What this exercise asks ->
- 1) Please say whether each statement agrees with the Amos Pizzey profile, answering yes or no and quoting the deciding words of the profile: (a) Pizzey joined Culture Club when he was 14. (b) Pizzey and Healy signed the Bleachin' project with Virgin Records. (c) Pizzey became a founding partner of the Met Bar in 2000.
- 2) Carry on the Amos Pizzey profile from its final sentence.

- Born: 1967 (age 58–59) London, England
- Occupation: Businessman
- Spouse: Lisa I'Anson
- Children: 1
- Parents: Jack Pizzey (father); Erin Pizzey (mother);

= Amos Pizzey =

British businessman (born 1967)

Amos Pizzey (born 1967) is a British businessman and the founder of internet company Talenthouse.

==Music career==
At the age of 14, he joined Boy George’s band, Culture Club, using the name Captain Crucial and toasted on the Kissing To Be Clever song "Love Twist" as well as "Murder Rap Trap", the B-side to "I'm Afraid Of Me" (also included on the album's 2003 reissue as a bonus track). Two years later, he signed his first international contract with Richard Branson at Virgin Records. Over the next two decades, Pizzey signed with various record labels and was also producing and remixing music for artists such as Madonna, George Michael, Red Hot Chili Peppers, and Boy George (toasting on various remixes of his song Everything I Own). He also toured with Boy George's other band, Jesus Loves You, and performed on their singles Generations of Love and Sweet Toxic Love. It was during this time that he forged a close relationship with English DJ and singer Jeremy Healy. The two had a series of hit records and created the multi-platform entertainment concept known as Bleachin', which tells the story of inner city club culture through film, fashion, art, music and photography. Pizzey and Healy went on to sign the project with BMG Records, and were consequently photographed by Annie Leibovitz for American Vogue at the request of fashion designer John Galliano. In the year 2000, Pizzey became a founding partner of London’s Met Bar, which became popular with artists.

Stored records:
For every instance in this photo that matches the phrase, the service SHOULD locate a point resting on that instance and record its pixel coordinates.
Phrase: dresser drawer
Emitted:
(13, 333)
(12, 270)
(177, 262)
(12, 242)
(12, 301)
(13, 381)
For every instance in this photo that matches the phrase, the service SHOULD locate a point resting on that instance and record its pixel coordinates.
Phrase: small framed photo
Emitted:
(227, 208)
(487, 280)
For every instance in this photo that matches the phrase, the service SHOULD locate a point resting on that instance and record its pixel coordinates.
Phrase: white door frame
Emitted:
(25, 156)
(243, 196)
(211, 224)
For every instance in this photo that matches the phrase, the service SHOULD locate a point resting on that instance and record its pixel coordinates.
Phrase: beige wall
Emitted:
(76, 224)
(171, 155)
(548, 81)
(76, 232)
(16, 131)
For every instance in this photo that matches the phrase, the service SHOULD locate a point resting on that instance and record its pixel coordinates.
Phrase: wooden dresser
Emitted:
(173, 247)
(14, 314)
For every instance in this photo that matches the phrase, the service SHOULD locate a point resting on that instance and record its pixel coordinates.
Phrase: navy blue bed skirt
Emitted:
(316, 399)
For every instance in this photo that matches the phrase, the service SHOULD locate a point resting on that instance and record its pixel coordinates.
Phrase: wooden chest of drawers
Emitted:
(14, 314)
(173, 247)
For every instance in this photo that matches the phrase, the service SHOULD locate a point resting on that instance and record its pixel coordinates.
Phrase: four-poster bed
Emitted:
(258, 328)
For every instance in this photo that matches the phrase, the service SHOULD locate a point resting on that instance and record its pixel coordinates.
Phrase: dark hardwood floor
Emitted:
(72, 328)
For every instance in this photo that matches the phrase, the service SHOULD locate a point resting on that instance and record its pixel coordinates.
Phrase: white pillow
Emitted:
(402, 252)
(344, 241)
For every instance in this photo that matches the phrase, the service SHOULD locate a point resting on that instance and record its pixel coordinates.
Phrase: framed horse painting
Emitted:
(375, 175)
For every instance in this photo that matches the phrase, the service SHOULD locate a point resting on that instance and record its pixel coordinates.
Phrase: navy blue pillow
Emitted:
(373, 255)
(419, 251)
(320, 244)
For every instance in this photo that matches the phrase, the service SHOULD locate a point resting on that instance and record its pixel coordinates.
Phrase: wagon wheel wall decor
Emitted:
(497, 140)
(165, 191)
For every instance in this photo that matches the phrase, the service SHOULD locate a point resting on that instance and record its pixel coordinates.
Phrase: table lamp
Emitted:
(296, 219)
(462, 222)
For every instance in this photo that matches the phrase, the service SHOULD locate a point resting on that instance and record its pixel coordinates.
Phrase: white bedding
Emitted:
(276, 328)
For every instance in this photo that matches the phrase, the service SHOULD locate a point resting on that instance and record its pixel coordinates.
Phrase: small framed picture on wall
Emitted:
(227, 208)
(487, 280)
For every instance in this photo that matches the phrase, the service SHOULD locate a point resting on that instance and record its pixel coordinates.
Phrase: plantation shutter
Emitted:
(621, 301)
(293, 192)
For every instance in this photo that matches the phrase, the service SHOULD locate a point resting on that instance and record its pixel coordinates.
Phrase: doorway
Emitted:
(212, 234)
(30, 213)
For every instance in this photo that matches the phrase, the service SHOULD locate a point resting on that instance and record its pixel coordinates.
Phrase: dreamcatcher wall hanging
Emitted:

Answers to the problems ->
- 1)
(a) Yes: "At the age of 14, he joined Boy George’s band, Culture Club"
(b) No: "Pizzey and Healy went on to sign the project with BMG Records"
(c) Yes: "In the year 2000, Pizzey became a founding partner of London’s Met Bar"

- 2)
==Talenthouse==
In 2009 he relocated to the California where he founded Talenthouse, described as ‘The World's Open Source Creative Department’, which was initially located in Palo Alto before moving to Los Angeles. Talenthouse is a computing platform that hosts open source creative briefs that generate creative content at scale for its clients while providing opportunities for creators. Campaigns have involved artists including U2, Paul McCartney, Tom Ford, Dolce and Gabbana, Luc Besson, Naomi Campbell, Lady Gaga and Dr. Dre and for marketers such as Adidas, Intel, Airbnb, Vice Media, Macy’s, Time Inc, Universal Music Group, Fox Films, Warner Bros and Microsoft.

As founder, creative sirector and board member, Pizzey helped broker partnerships with brands and artists and raise $30 million in funding.

==Personal life==
Pizzey is married to British radio and television presenter Lisa I'Anson; they live in Los Angeles and have a daughter.